## Records to process
= = = = = = =

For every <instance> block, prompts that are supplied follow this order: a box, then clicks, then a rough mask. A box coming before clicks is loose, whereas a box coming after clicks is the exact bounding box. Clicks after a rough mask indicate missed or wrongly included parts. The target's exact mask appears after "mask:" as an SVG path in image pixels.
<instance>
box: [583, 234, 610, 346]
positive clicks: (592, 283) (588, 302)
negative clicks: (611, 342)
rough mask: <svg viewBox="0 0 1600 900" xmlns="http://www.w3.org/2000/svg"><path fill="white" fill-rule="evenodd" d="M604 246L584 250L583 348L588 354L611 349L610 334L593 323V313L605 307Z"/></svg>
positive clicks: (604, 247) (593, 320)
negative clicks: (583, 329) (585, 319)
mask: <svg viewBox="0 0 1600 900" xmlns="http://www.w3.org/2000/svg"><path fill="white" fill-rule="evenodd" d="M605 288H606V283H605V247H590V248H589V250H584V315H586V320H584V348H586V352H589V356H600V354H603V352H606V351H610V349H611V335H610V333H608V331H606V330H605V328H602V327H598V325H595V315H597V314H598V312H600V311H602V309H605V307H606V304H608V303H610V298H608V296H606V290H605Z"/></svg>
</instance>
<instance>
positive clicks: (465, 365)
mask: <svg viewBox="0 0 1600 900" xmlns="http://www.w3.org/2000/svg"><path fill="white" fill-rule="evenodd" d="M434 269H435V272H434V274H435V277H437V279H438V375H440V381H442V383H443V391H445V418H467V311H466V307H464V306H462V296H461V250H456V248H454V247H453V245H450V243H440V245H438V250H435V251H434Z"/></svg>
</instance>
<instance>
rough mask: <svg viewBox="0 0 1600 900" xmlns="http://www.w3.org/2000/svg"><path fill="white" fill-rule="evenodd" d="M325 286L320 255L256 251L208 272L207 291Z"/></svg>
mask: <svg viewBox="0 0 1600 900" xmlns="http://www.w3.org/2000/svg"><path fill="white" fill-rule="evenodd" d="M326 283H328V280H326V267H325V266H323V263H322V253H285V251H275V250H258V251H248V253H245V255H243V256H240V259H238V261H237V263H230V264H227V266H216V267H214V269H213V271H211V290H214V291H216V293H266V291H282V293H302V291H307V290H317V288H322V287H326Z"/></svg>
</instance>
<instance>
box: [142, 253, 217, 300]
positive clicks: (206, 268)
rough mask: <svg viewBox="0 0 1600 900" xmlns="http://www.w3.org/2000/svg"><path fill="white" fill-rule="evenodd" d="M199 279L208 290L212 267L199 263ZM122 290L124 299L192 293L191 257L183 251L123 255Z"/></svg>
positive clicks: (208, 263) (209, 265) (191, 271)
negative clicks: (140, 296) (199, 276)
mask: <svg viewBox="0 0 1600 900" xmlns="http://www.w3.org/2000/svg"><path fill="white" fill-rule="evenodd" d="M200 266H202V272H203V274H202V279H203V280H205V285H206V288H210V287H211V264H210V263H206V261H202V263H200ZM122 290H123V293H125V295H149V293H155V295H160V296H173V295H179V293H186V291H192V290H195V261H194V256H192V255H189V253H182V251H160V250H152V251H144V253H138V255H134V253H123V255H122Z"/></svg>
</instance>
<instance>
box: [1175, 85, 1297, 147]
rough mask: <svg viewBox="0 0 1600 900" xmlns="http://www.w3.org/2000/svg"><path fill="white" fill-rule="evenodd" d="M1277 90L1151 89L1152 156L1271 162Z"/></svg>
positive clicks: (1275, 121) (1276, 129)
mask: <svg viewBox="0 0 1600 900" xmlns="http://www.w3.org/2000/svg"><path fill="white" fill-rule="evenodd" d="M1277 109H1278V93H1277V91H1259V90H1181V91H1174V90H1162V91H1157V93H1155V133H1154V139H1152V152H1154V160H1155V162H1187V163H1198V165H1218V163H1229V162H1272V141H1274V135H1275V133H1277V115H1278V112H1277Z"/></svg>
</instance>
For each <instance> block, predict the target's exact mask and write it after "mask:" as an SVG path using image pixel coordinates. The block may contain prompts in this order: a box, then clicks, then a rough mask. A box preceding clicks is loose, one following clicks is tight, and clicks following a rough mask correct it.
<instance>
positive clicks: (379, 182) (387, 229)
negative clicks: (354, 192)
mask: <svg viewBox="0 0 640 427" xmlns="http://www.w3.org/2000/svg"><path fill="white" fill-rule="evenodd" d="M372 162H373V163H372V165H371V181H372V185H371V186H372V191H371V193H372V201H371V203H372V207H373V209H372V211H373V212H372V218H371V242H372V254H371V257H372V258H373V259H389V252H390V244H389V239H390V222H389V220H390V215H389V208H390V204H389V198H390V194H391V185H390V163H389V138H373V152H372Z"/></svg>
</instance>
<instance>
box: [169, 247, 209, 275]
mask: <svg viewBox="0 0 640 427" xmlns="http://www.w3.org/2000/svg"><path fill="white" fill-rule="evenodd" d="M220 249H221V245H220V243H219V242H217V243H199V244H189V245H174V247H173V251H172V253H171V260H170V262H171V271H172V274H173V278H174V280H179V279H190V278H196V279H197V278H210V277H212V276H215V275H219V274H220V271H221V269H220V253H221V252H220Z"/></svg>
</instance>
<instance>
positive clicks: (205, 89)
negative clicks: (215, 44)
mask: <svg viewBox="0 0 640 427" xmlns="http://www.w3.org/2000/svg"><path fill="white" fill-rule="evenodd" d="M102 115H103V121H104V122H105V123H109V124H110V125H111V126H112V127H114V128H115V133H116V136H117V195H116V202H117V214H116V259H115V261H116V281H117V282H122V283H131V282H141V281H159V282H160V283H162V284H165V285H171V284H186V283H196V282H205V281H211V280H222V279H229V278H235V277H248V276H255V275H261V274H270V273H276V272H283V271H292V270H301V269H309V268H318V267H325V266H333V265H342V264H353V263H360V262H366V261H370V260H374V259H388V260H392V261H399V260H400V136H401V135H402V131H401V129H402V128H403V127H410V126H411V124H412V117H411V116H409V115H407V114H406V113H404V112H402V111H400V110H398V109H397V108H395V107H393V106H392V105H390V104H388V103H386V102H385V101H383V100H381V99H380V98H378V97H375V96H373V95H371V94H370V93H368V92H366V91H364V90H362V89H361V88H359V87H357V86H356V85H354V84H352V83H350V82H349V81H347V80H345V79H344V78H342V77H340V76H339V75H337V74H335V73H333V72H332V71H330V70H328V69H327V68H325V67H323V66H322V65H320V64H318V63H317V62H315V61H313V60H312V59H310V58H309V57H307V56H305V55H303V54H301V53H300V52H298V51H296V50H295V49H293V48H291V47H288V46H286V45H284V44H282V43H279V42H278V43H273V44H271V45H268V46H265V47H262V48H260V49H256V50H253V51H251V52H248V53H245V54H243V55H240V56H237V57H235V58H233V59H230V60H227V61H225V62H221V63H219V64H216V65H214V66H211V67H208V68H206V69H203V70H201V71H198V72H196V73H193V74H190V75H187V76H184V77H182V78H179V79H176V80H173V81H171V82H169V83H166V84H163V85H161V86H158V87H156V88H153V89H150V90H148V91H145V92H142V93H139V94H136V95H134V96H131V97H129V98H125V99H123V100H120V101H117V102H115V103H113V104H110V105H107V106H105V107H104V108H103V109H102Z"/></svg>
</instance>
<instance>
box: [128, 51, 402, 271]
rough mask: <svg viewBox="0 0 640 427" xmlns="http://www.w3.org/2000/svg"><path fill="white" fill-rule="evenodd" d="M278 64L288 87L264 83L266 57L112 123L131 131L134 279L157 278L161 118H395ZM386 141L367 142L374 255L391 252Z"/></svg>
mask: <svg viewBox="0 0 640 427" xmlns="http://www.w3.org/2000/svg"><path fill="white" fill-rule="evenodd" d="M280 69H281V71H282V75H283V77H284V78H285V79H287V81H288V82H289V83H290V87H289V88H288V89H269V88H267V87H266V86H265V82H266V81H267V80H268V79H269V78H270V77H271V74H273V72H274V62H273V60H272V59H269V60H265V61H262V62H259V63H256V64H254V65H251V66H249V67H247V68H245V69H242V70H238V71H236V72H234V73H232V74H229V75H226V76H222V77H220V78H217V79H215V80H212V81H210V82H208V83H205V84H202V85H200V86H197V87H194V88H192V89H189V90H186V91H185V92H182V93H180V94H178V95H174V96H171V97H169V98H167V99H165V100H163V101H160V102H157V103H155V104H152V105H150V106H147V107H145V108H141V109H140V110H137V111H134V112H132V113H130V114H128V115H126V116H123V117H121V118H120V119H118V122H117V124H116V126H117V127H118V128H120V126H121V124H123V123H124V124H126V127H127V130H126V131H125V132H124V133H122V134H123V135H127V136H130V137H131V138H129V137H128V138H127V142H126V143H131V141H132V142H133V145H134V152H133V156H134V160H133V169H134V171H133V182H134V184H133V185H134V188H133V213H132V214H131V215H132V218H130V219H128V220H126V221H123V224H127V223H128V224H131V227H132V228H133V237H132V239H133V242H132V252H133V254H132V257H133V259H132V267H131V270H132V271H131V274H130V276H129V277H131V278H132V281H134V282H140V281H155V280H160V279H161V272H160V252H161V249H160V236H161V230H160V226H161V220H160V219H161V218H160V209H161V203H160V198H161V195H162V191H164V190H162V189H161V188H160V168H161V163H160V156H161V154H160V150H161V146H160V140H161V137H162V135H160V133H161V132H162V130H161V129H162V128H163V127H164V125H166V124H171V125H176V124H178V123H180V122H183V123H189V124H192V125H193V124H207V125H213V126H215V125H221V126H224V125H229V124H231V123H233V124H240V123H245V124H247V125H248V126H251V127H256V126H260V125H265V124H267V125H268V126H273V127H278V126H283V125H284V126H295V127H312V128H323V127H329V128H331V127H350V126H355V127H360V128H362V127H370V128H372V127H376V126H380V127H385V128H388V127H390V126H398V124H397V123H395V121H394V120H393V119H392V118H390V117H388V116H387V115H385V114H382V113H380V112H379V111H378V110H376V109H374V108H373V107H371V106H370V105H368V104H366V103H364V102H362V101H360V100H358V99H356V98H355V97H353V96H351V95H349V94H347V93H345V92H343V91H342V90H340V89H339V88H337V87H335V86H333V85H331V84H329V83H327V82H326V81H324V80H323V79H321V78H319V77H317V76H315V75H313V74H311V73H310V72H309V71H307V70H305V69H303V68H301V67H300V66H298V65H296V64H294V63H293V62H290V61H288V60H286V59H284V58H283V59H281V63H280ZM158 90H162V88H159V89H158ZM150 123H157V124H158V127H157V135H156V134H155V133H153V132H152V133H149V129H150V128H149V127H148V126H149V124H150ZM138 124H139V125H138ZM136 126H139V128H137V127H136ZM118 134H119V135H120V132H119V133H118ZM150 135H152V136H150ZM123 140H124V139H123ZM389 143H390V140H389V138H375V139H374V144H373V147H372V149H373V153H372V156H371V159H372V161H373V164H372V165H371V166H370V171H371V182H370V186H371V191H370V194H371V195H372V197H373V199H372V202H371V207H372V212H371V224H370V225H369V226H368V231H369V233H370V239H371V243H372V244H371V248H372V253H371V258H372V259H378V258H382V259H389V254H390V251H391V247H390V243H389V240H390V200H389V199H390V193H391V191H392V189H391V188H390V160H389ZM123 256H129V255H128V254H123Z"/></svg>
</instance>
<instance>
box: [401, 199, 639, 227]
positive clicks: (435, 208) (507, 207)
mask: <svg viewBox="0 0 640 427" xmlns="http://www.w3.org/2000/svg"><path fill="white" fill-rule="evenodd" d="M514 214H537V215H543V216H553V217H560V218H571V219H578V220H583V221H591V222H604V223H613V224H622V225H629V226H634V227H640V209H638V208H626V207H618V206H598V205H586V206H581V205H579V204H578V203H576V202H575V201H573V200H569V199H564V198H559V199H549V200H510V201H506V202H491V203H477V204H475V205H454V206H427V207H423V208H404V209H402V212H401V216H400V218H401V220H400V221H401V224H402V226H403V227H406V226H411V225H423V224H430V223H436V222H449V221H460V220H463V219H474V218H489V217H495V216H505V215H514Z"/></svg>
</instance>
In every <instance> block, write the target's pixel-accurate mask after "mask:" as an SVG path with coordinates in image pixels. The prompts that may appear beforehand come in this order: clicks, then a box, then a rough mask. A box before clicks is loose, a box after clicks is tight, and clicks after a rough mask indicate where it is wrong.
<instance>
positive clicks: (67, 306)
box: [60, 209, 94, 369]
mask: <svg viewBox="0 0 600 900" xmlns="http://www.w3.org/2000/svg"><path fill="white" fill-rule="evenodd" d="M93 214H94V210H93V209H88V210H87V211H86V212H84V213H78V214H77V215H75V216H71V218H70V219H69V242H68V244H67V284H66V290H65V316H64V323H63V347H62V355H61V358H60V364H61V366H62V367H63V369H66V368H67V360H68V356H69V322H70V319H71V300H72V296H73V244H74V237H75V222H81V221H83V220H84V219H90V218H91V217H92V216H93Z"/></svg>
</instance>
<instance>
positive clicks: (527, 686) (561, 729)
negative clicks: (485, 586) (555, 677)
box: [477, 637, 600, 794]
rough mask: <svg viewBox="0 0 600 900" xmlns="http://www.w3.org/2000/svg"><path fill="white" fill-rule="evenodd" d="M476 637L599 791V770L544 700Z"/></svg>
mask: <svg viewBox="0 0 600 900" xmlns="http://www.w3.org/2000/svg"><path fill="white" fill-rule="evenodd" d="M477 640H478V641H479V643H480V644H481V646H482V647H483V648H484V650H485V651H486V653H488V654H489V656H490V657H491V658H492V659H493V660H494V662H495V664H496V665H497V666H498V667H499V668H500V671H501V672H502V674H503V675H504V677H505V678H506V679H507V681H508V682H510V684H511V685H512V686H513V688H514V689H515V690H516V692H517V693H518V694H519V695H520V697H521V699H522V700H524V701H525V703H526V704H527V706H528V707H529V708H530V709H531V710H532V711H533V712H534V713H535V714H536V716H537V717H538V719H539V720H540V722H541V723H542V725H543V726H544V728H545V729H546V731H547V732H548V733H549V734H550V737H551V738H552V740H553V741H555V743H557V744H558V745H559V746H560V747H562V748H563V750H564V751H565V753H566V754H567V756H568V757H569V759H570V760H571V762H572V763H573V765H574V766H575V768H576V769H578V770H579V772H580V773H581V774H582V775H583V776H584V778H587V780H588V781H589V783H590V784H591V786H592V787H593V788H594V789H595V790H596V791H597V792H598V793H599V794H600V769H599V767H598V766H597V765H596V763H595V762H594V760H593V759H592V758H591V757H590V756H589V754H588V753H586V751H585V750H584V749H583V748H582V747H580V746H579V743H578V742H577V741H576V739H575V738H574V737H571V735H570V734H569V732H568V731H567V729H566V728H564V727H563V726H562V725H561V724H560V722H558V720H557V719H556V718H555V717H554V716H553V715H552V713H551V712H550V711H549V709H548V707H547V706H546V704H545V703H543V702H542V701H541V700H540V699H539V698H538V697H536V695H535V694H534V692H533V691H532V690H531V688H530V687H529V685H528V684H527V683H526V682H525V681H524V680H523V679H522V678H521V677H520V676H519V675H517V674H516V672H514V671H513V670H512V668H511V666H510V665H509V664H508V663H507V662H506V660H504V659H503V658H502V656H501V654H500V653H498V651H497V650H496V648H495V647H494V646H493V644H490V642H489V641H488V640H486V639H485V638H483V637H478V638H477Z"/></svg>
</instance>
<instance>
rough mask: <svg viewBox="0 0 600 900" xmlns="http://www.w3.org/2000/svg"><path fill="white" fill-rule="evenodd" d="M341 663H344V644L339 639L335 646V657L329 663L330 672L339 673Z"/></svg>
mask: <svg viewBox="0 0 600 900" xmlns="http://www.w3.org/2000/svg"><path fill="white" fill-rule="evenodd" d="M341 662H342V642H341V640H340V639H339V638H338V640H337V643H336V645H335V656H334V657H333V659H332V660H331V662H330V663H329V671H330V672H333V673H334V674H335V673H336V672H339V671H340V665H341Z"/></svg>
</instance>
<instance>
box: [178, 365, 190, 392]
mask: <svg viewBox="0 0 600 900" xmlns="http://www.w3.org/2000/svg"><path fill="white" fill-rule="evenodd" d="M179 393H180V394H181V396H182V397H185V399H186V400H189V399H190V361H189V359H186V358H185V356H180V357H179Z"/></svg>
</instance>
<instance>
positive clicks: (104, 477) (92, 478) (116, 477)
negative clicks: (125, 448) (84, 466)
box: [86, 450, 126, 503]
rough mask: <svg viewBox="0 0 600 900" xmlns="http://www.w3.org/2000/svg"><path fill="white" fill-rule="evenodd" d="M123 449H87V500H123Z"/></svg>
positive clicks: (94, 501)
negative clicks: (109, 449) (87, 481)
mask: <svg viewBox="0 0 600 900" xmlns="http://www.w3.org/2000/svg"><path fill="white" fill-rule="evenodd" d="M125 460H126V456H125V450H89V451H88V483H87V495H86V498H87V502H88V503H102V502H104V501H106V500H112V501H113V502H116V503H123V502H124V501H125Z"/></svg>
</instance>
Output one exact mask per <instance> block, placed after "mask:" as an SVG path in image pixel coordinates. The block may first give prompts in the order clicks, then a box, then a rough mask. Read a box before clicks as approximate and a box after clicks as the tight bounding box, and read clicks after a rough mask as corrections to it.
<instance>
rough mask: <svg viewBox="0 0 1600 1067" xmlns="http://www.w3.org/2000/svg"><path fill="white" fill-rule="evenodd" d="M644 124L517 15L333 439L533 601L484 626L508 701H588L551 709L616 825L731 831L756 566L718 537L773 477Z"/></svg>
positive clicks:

= = = = = = =

## Requirement
Using the records above, write out exactly the lines from the one containing "negative clicks: (109, 449) (87, 481)" through the last, and add nothing.

## Solution to this exercise
negative clicks: (109, 449) (87, 481)
mask: <svg viewBox="0 0 600 900" xmlns="http://www.w3.org/2000/svg"><path fill="white" fill-rule="evenodd" d="M125 460H126V456H125V450H89V451H88V483H87V495H86V498H87V502H88V503H102V502H104V501H106V500H112V501H113V502H116V503H123V502H124V501H125Z"/></svg>
</instance>
Output one exact mask per <instance> block, placed after "mask:" as an SVG path in image pixel coordinates. The block may first give prompts in the order clicks, then a box, then a rough mask. Read a box before clicks as approximate and a box after clicks as the tight bounding box, and read clicks after a rough mask as corrections to it.
<instance>
rough mask: <svg viewBox="0 0 1600 1067" xmlns="http://www.w3.org/2000/svg"><path fill="white" fill-rule="evenodd" d="M644 124L517 15L333 439L533 601L484 626L508 701H588L551 709L616 825L731 831L756 566L718 537L773 477Z"/></svg>
positive clicks:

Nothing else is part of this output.